[Point localization data]
┌────────
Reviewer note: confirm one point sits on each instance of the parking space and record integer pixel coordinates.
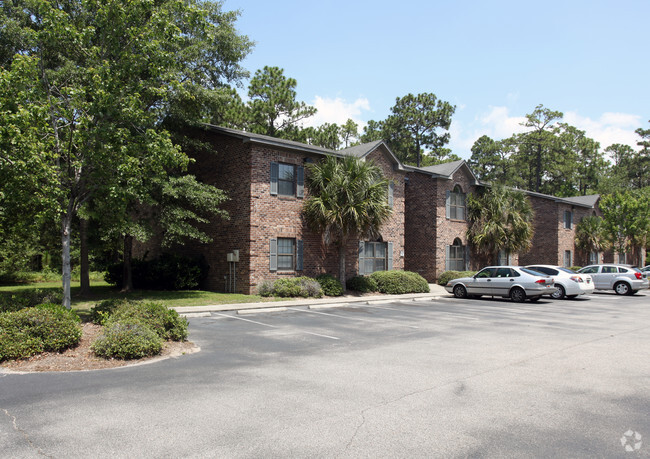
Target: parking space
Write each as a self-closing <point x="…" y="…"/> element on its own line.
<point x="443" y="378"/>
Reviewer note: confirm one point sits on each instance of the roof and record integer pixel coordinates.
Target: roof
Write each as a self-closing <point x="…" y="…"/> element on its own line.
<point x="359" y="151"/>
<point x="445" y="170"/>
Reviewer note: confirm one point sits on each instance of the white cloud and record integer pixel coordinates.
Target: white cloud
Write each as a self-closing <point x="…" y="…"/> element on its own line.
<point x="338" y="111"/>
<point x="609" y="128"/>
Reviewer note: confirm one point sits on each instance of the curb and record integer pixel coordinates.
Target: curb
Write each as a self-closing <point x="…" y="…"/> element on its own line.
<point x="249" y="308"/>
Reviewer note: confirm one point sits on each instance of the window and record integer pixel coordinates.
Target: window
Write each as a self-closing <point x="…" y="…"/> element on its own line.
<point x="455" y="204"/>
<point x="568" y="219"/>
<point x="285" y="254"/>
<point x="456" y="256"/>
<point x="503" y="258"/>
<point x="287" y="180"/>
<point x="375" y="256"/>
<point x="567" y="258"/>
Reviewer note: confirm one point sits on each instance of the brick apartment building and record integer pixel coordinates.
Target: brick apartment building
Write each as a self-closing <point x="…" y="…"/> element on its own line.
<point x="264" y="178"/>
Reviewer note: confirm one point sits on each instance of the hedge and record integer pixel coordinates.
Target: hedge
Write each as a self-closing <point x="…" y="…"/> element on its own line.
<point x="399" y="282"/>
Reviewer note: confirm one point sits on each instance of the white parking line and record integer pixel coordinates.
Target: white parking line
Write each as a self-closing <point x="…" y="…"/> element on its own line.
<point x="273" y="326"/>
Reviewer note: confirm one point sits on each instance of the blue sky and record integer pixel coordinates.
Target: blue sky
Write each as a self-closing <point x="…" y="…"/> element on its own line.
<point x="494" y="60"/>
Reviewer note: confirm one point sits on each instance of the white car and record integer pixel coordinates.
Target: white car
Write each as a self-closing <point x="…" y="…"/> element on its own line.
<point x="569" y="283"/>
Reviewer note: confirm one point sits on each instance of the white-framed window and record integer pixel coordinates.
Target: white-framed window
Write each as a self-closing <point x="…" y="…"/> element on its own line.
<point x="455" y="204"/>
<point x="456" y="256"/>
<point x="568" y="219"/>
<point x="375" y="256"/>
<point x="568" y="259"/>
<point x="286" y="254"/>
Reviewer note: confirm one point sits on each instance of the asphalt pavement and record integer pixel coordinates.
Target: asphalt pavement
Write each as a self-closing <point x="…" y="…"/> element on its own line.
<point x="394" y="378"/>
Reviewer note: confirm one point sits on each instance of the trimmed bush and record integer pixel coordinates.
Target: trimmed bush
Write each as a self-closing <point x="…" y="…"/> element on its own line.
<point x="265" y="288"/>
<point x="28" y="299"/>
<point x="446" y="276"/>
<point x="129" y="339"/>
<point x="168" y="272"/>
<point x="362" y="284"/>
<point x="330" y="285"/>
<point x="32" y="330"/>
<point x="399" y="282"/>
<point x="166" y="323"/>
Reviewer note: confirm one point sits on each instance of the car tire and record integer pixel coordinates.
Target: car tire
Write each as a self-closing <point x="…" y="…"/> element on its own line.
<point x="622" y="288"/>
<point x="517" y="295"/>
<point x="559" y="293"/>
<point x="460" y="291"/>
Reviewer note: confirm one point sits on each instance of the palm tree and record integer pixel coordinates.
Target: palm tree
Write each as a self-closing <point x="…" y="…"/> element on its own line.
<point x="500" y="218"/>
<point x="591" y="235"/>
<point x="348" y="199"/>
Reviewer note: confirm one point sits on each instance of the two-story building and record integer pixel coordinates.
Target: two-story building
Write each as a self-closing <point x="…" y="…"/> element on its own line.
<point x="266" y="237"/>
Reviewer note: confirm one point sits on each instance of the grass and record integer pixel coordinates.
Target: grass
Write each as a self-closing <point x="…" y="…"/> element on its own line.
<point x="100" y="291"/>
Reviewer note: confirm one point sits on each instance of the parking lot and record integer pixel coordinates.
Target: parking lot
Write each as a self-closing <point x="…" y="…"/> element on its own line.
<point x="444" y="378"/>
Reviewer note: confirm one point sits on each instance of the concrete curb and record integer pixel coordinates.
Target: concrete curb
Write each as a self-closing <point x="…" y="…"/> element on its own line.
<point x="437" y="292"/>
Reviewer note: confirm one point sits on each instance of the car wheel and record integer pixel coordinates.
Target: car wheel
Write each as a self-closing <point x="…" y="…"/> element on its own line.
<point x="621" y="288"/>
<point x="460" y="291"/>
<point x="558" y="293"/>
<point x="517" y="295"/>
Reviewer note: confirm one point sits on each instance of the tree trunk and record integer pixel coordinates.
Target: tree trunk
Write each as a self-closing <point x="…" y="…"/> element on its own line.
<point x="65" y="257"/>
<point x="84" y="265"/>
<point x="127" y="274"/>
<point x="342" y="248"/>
└────────
# Work to be completed:
From the records above, copy only the lines starting with the line that holds "lot and record integer pixel coordinates." and going on through the line that holds "Target: car wheel", exactly as written.

# Output for this exercise:
Reviewer note: confirm one point sits on each instance of the parking lot and record integer pixel coordinates.
Target: parking lot
Write each as a self-closing <point x="…" y="…"/> element on its own line.
<point x="444" y="378"/>
Reviewer note: confirm one point sits on each instance of the concrete curb and record integer pixel coordinates.
Target: concrete curb
Write each as a self-closing <point x="…" y="…"/> element on its own line.
<point x="437" y="292"/>
Reviewer note: confirm one point sits on each instance of the car wheel and record integer pixel coordinates.
Target: car wheel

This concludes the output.